» **Segmentation labeling items**:
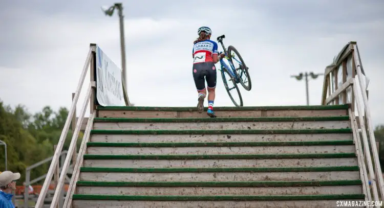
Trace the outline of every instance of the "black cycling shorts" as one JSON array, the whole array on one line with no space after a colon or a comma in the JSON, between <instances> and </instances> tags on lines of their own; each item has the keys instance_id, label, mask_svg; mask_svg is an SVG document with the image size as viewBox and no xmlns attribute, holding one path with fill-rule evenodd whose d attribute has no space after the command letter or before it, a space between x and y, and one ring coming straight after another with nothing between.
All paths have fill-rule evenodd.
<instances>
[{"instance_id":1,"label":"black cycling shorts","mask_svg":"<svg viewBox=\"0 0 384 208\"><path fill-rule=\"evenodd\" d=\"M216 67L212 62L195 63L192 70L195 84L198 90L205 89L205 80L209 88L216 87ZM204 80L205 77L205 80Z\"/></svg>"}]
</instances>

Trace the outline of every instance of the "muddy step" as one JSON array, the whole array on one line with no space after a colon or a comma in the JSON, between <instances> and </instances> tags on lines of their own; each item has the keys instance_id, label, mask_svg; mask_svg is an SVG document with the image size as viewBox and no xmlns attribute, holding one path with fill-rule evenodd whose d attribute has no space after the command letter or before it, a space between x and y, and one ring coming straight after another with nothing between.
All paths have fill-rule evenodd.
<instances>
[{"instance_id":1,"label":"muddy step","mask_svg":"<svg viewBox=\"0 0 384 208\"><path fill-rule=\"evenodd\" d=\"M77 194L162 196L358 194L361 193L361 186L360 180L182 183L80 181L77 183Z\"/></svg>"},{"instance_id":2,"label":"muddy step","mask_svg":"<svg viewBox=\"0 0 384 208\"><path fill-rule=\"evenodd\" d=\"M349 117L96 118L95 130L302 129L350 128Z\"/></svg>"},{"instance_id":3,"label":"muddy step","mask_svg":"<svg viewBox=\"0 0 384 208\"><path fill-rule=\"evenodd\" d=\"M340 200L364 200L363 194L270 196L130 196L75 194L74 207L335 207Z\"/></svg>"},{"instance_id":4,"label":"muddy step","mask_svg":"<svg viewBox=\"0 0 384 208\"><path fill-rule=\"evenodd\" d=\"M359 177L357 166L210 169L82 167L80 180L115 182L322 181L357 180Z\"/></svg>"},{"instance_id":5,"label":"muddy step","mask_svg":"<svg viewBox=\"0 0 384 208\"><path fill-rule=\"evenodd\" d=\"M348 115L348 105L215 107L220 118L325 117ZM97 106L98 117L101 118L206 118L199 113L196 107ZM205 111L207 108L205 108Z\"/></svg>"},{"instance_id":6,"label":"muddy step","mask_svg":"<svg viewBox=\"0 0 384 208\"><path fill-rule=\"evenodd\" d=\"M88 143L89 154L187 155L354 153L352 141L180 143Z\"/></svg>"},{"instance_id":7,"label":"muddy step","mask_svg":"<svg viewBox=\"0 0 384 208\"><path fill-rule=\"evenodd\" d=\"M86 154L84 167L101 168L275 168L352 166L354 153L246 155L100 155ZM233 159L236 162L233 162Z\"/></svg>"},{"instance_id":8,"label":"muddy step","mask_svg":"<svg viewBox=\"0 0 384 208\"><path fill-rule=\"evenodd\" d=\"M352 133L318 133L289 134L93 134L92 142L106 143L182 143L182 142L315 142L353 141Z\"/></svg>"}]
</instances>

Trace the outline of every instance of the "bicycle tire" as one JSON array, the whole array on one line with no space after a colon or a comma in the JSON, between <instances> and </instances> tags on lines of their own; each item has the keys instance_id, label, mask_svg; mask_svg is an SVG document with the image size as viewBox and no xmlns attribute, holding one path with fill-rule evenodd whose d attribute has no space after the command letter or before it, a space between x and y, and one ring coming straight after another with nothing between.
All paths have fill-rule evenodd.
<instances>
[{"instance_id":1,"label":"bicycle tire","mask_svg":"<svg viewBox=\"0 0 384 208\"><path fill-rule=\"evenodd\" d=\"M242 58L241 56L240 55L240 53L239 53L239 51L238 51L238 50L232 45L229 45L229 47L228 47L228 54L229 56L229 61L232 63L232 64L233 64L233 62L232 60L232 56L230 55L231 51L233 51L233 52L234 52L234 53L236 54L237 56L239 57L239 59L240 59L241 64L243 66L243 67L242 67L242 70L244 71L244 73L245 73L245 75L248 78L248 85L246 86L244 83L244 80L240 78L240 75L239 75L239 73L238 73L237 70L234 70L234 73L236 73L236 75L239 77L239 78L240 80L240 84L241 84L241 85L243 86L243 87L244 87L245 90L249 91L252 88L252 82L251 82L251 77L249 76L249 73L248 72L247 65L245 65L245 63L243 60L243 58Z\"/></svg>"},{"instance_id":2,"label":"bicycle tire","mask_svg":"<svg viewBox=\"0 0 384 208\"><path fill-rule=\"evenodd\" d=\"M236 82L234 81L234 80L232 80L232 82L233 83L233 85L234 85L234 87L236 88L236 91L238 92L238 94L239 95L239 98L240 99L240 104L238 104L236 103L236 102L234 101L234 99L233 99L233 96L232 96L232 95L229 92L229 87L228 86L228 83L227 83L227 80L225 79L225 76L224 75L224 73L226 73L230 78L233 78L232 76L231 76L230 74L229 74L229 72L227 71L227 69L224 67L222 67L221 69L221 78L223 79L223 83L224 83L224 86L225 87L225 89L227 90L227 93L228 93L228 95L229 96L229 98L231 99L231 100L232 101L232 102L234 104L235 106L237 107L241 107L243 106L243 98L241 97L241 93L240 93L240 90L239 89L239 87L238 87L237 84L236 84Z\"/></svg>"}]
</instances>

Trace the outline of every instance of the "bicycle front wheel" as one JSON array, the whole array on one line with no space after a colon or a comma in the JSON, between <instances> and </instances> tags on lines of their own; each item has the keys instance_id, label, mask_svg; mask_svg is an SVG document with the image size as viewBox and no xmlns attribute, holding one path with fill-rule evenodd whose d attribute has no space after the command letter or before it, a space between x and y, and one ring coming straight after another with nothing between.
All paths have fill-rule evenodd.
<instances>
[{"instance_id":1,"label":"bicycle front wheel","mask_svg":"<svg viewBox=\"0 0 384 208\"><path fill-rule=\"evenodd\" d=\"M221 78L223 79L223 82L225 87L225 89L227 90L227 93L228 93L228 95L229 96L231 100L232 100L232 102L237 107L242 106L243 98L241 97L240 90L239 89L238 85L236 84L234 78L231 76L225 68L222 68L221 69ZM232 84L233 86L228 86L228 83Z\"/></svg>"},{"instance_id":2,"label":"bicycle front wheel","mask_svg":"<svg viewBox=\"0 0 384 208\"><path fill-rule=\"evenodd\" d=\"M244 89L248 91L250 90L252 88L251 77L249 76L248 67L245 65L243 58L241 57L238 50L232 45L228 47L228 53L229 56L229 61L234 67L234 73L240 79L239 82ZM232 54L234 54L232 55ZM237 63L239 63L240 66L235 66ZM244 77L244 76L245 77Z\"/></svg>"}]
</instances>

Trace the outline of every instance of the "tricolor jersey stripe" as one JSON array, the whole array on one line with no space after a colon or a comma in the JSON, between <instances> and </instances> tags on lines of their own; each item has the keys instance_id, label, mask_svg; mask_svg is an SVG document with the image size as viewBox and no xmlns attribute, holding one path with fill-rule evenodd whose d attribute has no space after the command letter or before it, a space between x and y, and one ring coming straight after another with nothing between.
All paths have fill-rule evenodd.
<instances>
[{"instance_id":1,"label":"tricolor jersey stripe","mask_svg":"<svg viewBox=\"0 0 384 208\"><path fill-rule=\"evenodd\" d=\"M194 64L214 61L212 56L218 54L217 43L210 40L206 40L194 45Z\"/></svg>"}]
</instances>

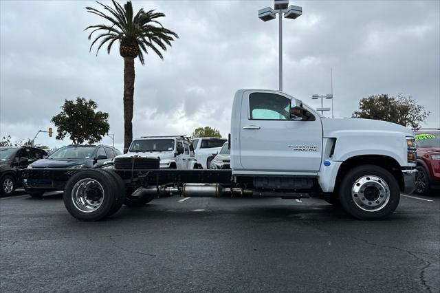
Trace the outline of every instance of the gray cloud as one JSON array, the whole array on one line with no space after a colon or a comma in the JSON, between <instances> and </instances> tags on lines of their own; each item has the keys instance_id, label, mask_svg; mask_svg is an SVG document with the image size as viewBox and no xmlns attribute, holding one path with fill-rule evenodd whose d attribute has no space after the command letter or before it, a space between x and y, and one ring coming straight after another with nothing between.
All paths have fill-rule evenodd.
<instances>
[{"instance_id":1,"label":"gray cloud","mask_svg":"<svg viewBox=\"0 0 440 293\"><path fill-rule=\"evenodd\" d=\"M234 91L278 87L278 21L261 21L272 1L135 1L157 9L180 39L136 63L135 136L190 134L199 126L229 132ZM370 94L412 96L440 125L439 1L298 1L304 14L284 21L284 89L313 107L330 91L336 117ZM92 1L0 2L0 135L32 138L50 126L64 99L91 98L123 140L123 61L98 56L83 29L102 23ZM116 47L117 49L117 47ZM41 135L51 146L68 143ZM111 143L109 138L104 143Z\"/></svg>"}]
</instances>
==
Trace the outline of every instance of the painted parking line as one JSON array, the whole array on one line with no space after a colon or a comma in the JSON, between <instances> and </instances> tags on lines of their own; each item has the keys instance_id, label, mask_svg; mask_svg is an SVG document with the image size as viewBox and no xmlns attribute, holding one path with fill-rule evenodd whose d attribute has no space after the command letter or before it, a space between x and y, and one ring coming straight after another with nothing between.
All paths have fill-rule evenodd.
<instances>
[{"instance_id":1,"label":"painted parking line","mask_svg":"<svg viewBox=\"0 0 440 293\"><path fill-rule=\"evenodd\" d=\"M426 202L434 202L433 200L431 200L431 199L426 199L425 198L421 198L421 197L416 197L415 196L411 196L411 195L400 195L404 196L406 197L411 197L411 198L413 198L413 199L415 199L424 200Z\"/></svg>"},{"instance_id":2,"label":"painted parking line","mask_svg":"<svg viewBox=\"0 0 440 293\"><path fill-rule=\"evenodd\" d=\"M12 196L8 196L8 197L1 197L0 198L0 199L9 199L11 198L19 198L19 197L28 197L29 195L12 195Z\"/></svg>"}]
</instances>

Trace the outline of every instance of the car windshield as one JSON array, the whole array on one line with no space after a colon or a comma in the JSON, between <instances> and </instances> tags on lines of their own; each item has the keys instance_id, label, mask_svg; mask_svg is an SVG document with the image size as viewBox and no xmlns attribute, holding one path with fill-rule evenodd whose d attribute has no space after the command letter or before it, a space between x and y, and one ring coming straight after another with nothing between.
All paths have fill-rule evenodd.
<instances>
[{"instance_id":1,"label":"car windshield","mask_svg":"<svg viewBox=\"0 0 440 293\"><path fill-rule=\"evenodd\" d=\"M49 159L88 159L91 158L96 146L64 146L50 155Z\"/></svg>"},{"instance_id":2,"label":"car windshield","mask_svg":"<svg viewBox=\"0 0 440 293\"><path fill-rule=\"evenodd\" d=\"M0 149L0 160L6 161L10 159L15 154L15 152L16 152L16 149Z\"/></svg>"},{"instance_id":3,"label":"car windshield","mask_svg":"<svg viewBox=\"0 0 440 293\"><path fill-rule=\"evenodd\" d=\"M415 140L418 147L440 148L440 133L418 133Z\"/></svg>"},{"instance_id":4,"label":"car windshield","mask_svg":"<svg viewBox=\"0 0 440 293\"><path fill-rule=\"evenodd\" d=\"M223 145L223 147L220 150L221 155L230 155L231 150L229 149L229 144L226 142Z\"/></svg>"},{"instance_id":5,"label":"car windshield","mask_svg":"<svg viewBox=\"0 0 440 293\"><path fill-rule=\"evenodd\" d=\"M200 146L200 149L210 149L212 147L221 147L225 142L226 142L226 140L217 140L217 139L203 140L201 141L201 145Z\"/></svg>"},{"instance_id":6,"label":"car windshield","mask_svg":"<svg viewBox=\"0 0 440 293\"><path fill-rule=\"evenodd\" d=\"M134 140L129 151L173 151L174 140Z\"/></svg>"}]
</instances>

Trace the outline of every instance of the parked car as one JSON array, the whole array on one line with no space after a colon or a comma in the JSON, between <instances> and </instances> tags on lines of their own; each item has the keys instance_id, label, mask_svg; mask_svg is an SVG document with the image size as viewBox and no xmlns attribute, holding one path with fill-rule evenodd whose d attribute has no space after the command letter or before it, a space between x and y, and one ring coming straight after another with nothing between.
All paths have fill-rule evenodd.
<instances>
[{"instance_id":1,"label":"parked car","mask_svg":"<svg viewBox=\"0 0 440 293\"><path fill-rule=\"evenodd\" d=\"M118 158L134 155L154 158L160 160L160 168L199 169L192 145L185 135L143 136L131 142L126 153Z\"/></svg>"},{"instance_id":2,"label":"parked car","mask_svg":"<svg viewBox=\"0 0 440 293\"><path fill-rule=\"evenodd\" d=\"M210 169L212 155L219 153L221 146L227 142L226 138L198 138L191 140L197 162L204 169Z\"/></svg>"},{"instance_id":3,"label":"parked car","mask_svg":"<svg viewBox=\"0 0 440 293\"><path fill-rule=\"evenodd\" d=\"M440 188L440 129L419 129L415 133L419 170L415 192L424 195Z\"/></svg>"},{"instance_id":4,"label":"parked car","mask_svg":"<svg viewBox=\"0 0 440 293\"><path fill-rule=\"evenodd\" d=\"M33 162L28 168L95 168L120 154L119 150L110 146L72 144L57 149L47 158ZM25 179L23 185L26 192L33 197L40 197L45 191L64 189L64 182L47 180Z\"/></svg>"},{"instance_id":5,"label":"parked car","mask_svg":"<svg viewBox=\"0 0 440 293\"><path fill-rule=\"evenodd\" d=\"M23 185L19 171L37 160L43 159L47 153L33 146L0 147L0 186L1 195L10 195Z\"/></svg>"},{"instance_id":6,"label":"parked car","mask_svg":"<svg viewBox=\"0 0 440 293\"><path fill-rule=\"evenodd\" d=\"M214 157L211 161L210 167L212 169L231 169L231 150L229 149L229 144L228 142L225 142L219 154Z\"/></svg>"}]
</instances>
==
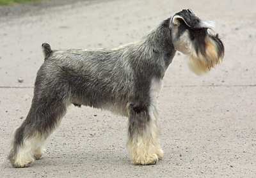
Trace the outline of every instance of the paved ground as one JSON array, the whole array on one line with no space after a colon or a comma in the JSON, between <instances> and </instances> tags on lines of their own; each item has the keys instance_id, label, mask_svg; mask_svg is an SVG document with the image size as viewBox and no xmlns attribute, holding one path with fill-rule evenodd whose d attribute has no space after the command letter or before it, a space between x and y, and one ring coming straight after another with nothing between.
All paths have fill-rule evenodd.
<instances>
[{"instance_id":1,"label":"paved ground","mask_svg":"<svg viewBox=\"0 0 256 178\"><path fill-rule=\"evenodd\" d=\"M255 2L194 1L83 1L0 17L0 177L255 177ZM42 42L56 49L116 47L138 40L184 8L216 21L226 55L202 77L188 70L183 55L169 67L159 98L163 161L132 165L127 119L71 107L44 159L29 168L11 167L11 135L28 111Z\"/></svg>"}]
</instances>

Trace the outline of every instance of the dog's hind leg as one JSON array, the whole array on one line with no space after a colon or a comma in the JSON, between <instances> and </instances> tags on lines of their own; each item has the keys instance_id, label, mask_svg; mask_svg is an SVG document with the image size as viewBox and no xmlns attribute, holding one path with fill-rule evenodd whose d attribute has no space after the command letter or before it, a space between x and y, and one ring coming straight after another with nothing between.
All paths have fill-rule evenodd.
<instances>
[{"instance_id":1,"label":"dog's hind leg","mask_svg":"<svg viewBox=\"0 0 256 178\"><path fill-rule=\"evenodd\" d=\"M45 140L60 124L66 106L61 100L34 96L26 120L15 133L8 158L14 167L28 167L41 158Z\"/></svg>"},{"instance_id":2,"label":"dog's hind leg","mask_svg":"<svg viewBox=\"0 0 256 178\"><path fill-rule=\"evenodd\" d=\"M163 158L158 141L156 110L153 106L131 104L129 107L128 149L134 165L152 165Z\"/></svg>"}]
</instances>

» **Given instruction**: Show every line of the listing that contains the string "cycling", copying each one unchanged.

» **Reply**:
Trace the outline of every instance of the "black cycling shorts" as one JSON array, the whole array on one line with no space after a colon or a comma in the JSON, between <instances> and </instances> tags on lines of their own; each item has the keys instance_id, label, mask_svg; mask_svg is an SVG document with the image size as viewBox and no xmlns attribute, holding one path with fill-rule evenodd whose d attribute has no space after the command letter or before it, a space between x and y, and one ring coming straight after another with nothing between.
[{"instance_id":1,"label":"black cycling shorts","mask_svg":"<svg viewBox=\"0 0 384 208\"><path fill-rule=\"evenodd\" d=\"M216 67L212 62L195 63L192 70L195 84L198 90L205 89L205 80L209 88L216 87ZM204 80L205 77L205 80Z\"/></svg>"}]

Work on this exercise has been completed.